(Source records)
= = =

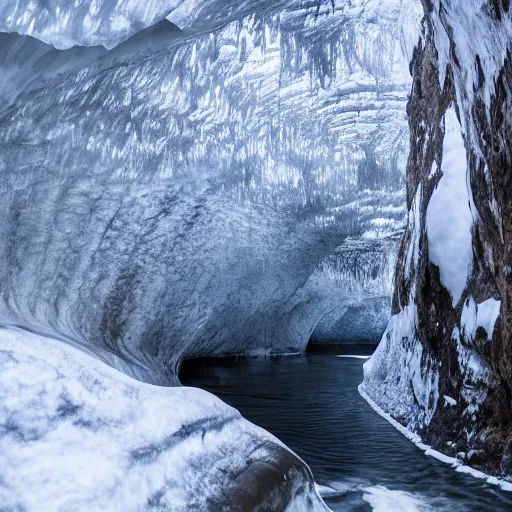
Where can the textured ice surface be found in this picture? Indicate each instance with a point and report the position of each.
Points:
(183, 195)
(449, 218)
(78, 435)
(82, 22)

= = =

DIRECTIONS ->
Each line above is to be copied verbatim. Drop any image from the copy.

ANSWER TO THE EXERCISE ->
Where can the textured ice surface be found in this picture? Indicate each instance with a point and report the position of each.
Points:
(183, 195)
(449, 218)
(78, 435)
(82, 22)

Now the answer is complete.